_Liste des consignes_:
a - Énumérez les sources que l'extrait sur l'énergie retient pour les besoins de chaleur des bâtiments des villes.
b - D'après l'extrait sur l'énergie, avec quelles sources le charbon destiné aux électro-intensifs serait-il en concurrence ?
c - Reprenez, s'il vous plaît, l'extrait sur l'énergie à la suite de sa dernière phrase.

_Extrait du document_:

+-------+

La production d'Efuel à partir du CO2 industriel et de la gazéification du charbon européen, plus les huiles recyclées, plus l'isobutène biosourcé et le bioéthanol, ce qui implique un plan massif de végétalisation des villes ainsi que de toutes les clôtures et bordures des voies de circulation.
Le retour du charbon pour les électro-intensifs, en concurrence avec le solaire thermique et la géothermie.
La fin de la foldinguerie du tout électrique, de sa gestion centralisée et des objets connectés, ainsi qu'une limitation de certains usages internet.
Uniquement le solaire thermique, la géothermie de surface, les réseaux de chaleur des stations d'épuration et des incinérateurs, pour les besoins de chaleur des bâtiments des villes, plus l'énergie bois dans les campagnes.
Nous sommes dans une économie de marchés ! Les intermittents, c'est de la planification soviétique qui ne s'ajuste jamais à la demande et qui crée une surproduction de l'inutile, ce qui génère une inflation des prix des minerais, sans rien résoudre à l'emballement climatique, parce que les émissions de CO2 sont justes délocalisées.

+-------+

_Données fournies_:
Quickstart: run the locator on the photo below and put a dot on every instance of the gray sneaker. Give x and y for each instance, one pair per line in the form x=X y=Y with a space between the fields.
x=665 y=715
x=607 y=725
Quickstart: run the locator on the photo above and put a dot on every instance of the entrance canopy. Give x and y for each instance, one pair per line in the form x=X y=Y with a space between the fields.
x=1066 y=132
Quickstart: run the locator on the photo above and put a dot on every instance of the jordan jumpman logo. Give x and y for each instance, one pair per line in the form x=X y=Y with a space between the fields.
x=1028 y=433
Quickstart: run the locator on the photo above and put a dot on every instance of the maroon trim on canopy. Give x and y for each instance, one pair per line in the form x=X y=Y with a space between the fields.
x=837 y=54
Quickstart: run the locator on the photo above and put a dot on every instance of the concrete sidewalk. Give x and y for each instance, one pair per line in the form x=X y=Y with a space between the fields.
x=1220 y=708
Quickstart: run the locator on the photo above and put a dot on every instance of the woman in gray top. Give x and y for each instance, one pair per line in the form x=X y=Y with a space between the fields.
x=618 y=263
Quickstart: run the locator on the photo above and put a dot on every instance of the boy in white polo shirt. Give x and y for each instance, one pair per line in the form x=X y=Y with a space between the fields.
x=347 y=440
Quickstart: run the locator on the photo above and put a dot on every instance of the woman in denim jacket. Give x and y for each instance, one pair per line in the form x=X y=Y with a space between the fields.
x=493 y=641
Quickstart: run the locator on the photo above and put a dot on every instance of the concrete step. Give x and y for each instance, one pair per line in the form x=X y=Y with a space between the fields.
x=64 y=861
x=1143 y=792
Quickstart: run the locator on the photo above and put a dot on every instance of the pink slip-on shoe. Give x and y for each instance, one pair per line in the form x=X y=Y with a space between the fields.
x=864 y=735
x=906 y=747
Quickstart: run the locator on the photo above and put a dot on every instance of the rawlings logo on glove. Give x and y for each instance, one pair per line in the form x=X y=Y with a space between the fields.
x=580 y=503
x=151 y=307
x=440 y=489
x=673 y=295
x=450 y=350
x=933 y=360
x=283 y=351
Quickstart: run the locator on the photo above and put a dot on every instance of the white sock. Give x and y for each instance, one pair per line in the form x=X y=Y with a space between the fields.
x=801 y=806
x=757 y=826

+-------+

_Réponses dans l'ordre_:
a -
- le solaire thermique
- la géothermie de surface
- les réseaux de chaleur des stations d'épuration et des incinérateurs

b - Avec le solaire thermique et la géothermie.

c -
Stop à l'escroquerie climatique ! Mieux vaut exploiter le gaz de houille, plutôt que de laisser le méthane s'échapper des poches, et mieux vaut récupérer le CO2 d'un charbon régional, plutôt que d'importer du gaz du bout du monde, en se compromettant avec les tyrannies.
Mais pour tout ceci, il faut d'abord renouveler l'intégralité de la classe politique, constituée de fossiles périmés.
Et ça vaut pour les écologistes, qui ne sont pas des écologistes, mais seulement des idéologues se servant du prétexte environnemental, pour répandre dans les esprits leur funeste fantasme de détruire l'Occident et l'homme blanc avec.
Schricke Daniel
à Freudon Saké: En somme, comme vous l'écrivez: "y'a'ka-fokon" ? Merci de préciser... par quel bout on commence !... qui paie, et COMMENT on fait !... En outre, je doute, personnellement, de la réalité et de la pertinence des résultats !
Freudon Saké
Vos doutes ne sont pas des arguments... Opposez-moi des arguments ! Par quoi commencer ? Mais par tout, de manière progressive, dans tous les domaines, chaque trimestre, un pourcentage de part de marché, bascule, avec une priorité, le gaz de houille à réexploiter en urgence, pour que les industriels produisent moins cher. Pour rappel, le marasme commence avec le 1er choc pétrolier, il est indispensable de relocaliser la production d'énergie.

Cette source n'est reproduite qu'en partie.